• **DIRECTIONS FOR THIS TASK**
Replace every "noun phrase" with "descriptive phrase" in the stretch from the line containing "of the recessed" through the line containing "66], [509, 33]]", leaving everything else unchanged. Return only those lines.

** START OF EXCERPTED DATA **

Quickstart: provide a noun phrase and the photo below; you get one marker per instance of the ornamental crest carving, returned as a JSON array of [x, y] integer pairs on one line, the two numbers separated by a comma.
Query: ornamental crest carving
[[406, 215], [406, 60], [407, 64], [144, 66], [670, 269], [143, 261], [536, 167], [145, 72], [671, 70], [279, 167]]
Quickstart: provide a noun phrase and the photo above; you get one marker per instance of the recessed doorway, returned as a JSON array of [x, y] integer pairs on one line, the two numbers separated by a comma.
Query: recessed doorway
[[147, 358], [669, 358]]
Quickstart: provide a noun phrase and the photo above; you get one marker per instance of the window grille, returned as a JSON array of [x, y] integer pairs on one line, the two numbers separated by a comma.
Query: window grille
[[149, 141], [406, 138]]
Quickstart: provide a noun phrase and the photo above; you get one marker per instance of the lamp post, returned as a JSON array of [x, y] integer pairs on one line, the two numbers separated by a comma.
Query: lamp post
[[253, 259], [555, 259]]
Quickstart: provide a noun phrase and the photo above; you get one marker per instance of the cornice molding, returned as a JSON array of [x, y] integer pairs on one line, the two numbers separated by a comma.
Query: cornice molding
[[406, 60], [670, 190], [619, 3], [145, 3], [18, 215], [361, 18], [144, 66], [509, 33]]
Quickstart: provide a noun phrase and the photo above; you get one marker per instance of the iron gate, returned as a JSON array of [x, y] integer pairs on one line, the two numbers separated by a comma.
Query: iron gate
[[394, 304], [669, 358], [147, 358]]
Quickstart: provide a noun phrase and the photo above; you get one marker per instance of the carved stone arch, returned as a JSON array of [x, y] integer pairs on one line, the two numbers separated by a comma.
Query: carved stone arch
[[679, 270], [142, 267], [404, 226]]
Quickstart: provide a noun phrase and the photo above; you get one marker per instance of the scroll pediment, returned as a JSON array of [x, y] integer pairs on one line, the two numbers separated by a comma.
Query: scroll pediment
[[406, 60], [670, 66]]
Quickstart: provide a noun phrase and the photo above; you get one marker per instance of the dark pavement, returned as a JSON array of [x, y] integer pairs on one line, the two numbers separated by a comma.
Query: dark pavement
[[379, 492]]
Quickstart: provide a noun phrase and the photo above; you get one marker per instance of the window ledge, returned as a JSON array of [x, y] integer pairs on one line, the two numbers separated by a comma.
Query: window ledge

** END OF EXCERPTED DATA **

• **EXPECTED ANSWER**
Quickstart: provide a descriptive phrase and the photo above; you get one marker per instance of the recessed doorway, returned as a JSON array of [x, y] integer pairs on one line, the two numbers separated by a comma.
Query: recessed doorway
[[147, 358], [669, 358]]
Quickstart: provide a descriptive phrase and the photo above; you get one marker per instance of the window grille, returned as a JSON array of [x, y] integer pairs on one line, the two numbers separated by a comma.
Query: window grille
[[149, 141], [406, 138]]
Quickstart: provide a descriptive phrase and the photo above; you get one marker per instance of the lamp post, returned as a JSON array of [x, y] integer pairs on one line, the two numbers separated by a comma.
Query: lamp post
[[253, 259], [555, 259]]
Quickstart: provide a descriptive phrase and the photo above; you get one marker per instance of the cornice molding, returned as a JSON array of [x, y] integer pairs on one line, the two numbers separated by a comma.
Query: cornice molding
[[406, 60], [670, 190], [619, 3], [145, 3], [18, 215], [361, 18], [144, 66], [509, 33]]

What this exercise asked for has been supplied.